::: SUPPLIED RECORDS

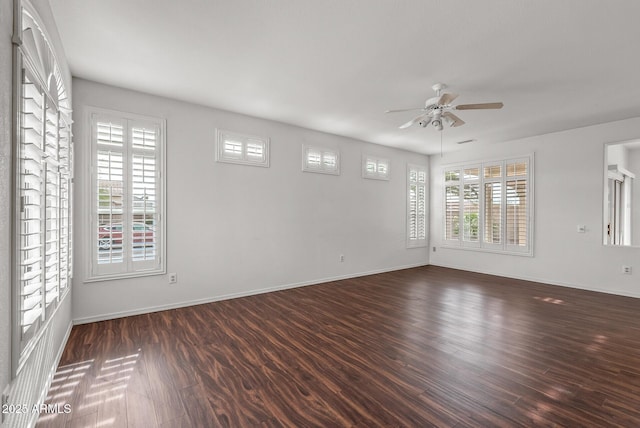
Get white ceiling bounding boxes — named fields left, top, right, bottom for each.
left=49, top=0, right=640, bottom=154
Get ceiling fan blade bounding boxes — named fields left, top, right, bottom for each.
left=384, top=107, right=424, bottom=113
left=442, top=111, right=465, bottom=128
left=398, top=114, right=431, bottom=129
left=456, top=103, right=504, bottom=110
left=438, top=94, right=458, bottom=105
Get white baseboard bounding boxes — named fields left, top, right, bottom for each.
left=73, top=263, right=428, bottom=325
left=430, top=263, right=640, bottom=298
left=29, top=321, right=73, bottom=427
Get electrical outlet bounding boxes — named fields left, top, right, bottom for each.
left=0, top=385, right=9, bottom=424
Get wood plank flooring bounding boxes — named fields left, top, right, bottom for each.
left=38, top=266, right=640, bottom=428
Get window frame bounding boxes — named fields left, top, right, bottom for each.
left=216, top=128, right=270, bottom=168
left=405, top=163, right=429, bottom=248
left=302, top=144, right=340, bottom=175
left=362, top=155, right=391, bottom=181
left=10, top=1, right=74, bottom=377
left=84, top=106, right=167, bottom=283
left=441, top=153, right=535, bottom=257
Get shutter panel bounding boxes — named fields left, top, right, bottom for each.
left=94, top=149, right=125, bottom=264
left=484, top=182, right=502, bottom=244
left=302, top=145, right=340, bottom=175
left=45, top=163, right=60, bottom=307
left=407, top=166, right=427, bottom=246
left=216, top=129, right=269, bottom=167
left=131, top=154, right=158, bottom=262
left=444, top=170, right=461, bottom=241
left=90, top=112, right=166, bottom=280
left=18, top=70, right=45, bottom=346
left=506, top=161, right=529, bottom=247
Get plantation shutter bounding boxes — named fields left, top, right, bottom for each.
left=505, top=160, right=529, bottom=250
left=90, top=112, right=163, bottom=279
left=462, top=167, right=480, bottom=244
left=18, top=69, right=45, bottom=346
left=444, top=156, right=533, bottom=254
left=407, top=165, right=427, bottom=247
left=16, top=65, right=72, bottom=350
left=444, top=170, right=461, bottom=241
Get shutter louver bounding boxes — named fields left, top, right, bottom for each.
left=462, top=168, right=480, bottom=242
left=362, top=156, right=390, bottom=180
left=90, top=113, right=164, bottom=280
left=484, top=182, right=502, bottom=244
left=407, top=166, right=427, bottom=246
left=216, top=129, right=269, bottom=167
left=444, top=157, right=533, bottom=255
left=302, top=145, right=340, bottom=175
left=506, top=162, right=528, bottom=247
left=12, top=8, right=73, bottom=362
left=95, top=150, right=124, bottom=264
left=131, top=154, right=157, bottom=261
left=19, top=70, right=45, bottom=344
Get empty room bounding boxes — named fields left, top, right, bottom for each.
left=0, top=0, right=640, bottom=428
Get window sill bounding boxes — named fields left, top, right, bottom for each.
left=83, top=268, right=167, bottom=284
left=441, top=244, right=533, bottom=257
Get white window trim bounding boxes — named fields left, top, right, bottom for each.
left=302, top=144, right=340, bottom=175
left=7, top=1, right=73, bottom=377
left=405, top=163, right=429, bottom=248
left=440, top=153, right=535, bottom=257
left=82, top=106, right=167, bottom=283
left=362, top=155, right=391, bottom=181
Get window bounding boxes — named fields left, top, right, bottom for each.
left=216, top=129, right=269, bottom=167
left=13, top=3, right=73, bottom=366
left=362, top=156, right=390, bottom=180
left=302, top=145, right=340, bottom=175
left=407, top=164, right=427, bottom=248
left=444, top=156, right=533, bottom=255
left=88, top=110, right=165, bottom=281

::::::
::: SUPPLIED RECORDS

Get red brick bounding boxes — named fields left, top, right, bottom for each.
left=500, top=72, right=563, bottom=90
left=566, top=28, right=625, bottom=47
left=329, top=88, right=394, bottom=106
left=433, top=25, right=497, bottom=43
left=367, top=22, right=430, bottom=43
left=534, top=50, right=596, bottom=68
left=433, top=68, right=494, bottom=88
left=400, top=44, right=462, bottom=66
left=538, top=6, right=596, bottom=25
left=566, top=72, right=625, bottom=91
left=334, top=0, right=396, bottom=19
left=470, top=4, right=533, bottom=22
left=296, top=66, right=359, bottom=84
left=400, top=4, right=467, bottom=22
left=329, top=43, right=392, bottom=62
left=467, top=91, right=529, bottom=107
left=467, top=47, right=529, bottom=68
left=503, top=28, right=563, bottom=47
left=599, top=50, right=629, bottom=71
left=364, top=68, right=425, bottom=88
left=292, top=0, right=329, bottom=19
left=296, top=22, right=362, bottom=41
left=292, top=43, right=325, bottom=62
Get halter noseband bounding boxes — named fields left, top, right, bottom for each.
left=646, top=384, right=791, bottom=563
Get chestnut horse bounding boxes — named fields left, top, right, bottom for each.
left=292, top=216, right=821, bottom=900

::::::
::: SUPPLIED RECORDS

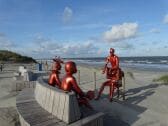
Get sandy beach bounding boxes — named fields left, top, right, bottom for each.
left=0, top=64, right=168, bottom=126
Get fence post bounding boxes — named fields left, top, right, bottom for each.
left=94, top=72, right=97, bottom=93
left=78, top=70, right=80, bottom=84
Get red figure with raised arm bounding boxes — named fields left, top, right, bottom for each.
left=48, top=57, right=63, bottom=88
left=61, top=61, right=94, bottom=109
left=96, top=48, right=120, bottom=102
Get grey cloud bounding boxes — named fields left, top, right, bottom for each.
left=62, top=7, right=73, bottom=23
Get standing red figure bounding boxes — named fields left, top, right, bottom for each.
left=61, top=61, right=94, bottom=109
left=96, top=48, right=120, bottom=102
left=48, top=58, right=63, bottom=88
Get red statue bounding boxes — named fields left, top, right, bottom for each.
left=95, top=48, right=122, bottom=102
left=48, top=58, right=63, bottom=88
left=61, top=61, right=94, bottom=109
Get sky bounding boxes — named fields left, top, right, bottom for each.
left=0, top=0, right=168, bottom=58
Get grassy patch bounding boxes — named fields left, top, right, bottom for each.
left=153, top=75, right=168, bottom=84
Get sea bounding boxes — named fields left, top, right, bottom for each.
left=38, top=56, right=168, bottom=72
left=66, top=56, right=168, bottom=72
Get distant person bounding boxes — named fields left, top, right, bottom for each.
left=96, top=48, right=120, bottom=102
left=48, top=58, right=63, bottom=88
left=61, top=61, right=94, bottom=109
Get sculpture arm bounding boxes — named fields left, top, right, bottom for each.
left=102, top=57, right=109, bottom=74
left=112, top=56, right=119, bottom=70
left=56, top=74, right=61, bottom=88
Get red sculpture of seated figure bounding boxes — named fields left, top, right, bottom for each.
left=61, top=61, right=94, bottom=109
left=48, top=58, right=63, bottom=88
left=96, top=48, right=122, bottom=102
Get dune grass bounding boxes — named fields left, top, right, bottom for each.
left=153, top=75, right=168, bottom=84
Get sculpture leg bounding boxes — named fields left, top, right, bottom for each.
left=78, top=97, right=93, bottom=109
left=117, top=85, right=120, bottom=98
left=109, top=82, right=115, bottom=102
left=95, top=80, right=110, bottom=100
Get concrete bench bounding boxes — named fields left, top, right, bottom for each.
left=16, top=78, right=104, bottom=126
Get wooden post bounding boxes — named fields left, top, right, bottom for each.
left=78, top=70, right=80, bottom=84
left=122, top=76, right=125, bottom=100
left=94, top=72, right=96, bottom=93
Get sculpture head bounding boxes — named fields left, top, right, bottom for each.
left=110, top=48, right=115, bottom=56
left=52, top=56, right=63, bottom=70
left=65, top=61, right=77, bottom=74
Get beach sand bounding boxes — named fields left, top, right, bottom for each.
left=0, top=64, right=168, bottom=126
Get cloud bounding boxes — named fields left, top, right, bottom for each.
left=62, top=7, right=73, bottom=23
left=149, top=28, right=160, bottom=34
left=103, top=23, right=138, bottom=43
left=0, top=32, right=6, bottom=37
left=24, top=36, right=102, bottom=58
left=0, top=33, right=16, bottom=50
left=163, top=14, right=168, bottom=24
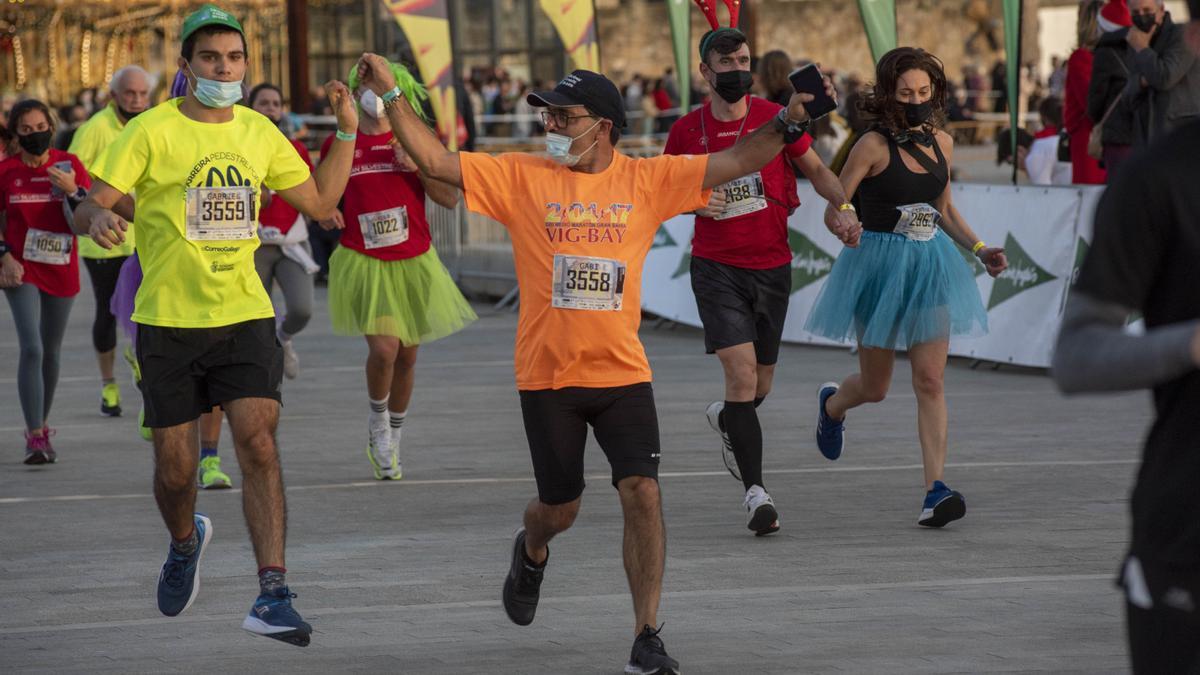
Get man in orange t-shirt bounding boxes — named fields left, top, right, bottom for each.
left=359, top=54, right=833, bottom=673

::::::

> [BRIEF] Revise the lines of the records between the line holding "Get fence post" and the line holding "left=95, top=80, right=110, bottom=100", inclusive, replacing "dune grass" with "beach grass" and keeping everything else unchanged. Give back only those lines.

> [EXERCISE RESULT]
Get fence post bounding boxes — named fields left, top, right, bottom for each.
left=94, top=72, right=97, bottom=93
left=78, top=70, right=80, bottom=84
Get red figure with raised arm bounding boxes — named fields left, top, right, bottom for each.
left=48, top=57, right=63, bottom=88
left=61, top=61, right=94, bottom=109
left=96, top=48, right=120, bottom=102
Get grey cloud bounding boxes — named fields left, top, right, bottom for each.
left=62, top=7, right=73, bottom=23
Get standing red figure bounding boxes — named fields left, top, right, bottom for each.
left=61, top=61, right=94, bottom=109
left=96, top=48, right=120, bottom=102
left=48, top=58, right=63, bottom=88
Get red statue bounding boxes — named fields left, top, right, bottom for each.
left=95, top=48, right=122, bottom=102
left=48, top=58, right=63, bottom=88
left=61, top=61, right=94, bottom=109
Get sky bounding boxes — named fields left, top, right, bottom for each.
left=0, top=0, right=168, bottom=58
Get grassy patch bounding boxes — named fields left, top, right, bottom for each.
left=153, top=75, right=168, bottom=84
Get sea bounding boxes — named fields left, top, right, bottom for each.
left=38, top=56, right=168, bottom=72
left=66, top=56, right=168, bottom=72
Get distant person bounding boxes — named fields left, top, right, bottom for each.
left=96, top=48, right=120, bottom=102
left=48, top=58, right=63, bottom=88
left=61, top=61, right=94, bottom=109
Get sculpture arm bounding boxes — named fields left, top, right, bottom for each.
left=102, top=57, right=109, bottom=74
left=112, top=56, right=119, bottom=70
left=56, top=74, right=61, bottom=88
Get red sculpture of seated figure bounding boxes — named fields left, top, right, bottom for each.
left=61, top=61, right=94, bottom=109
left=48, top=58, right=63, bottom=88
left=96, top=48, right=122, bottom=102
Get beach grass bounding boxes — named fields left, top, right, bottom for each.
left=153, top=75, right=168, bottom=84
Get sculpture leg bounding boxes — named fields left, top, right, bottom for each.
left=78, top=97, right=93, bottom=109
left=117, top=85, right=120, bottom=98
left=109, top=82, right=115, bottom=102
left=95, top=80, right=110, bottom=100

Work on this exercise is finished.